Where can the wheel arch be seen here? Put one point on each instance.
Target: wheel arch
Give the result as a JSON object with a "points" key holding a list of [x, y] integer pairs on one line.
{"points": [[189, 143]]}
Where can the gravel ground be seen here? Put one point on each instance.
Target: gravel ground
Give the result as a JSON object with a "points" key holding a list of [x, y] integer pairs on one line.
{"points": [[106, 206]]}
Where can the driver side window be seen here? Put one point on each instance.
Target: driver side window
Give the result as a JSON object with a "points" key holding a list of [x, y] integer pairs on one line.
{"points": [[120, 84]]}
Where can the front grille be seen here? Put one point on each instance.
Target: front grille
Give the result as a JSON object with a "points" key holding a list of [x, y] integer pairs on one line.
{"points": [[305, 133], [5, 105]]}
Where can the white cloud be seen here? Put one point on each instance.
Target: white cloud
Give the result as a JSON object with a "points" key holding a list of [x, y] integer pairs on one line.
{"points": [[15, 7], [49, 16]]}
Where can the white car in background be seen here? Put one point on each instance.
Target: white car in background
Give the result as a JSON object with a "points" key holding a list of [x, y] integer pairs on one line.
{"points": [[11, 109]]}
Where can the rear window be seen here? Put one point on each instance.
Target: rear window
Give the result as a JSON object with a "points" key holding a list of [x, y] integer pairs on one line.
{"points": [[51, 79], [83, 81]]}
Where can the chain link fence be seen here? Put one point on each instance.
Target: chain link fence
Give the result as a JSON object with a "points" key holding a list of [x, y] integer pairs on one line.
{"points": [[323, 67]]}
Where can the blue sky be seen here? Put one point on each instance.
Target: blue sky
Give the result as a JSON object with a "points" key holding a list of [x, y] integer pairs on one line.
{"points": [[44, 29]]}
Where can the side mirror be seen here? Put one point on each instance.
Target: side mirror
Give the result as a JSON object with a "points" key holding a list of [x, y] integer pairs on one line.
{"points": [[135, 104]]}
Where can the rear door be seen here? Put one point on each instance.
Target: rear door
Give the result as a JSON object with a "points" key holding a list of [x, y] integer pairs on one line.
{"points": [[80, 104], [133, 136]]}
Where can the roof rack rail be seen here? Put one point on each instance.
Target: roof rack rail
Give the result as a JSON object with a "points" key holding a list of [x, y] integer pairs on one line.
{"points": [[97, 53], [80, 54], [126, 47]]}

• TASK INSTRUCTIONS:
Extract every entry in the listing word for word.

• RESULT OF THIS TASK:
Where can the wheel arch be seen here? Put one point on each instance.
Target: wheel arch
Give the result as a JSON object with a "points" key holding a list of [x, y] integer pairs on one line.
{"points": [[189, 143]]}
Where can the gravel ground be seen here? Put one point on each instance.
Target: gravel ground
Give the result as a JSON object with a "points" key holding a list of [x, y] integer pairs on one line.
{"points": [[106, 206]]}
Where can the driver side window be seen here? Put one point on each instance.
Target: driver side window
Give the result as a JSON object with a "points" key holding a list of [x, y] integer pairs on one line.
{"points": [[120, 84]]}
Where can the front grille be seen here? Put one point on each instance.
Target: front grille
Give the result as a JSON object with a "points" key holding a list of [x, y] integer pairs on one line.
{"points": [[305, 133], [5, 105]]}
Where can the white cloud be seen here? Put one point on each instance.
Target: white cloud
Give the result as a JSON object with a "points" key holding a list of [x, y] integer pairs on one line.
{"points": [[15, 7], [49, 16]]}
Where can the white car in background be seen here? Put one point on each instance.
Target: white car in background
Give the result as a JSON object with a "points" key holding a list of [x, y] integer pairs on one line.
{"points": [[11, 109]]}
Where can the rear window be seen here? Put one point on each instance.
Target: rear window
Give the result as a JSON object with a "points" key holding a list of [x, y] integer pairs on one line.
{"points": [[51, 79], [83, 81]]}
Where can the chain link fence be seen here? Put one point on each instance.
Target: chain link fence
Give the result as a JSON object with a "points" key holding a list of [x, y] integer pairs on one line.
{"points": [[323, 67]]}
Where can the blue sky be seen here? Put one point on each instance.
Target: blue sky
Give the result as a JSON object with a "points" key holding a list of [x, y] integer pairs on one line.
{"points": [[44, 29]]}
Where can the side mirror be seen here? Put one point on each instance.
Target: side mirror
Give the result as a JSON object with a "points" key holding a list of [x, y] integer pairs on one line.
{"points": [[135, 104]]}
Where can the rear door be seen here? Put one point on each instance.
Target: rear door
Give the result as a JSON object with a "points" key holding a list of [x, y] integer pairs on one line.
{"points": [[80, 104], [133, 136]]}
Where can the roof rack rail be seen here? Put one point on each instance.
Target: roof rack rail
Give the result as a JSON object with a "points" key holding a list of [x, y] integer pairs on one line.
{"points": [[97, 53], [80, 54], [126, 47]]}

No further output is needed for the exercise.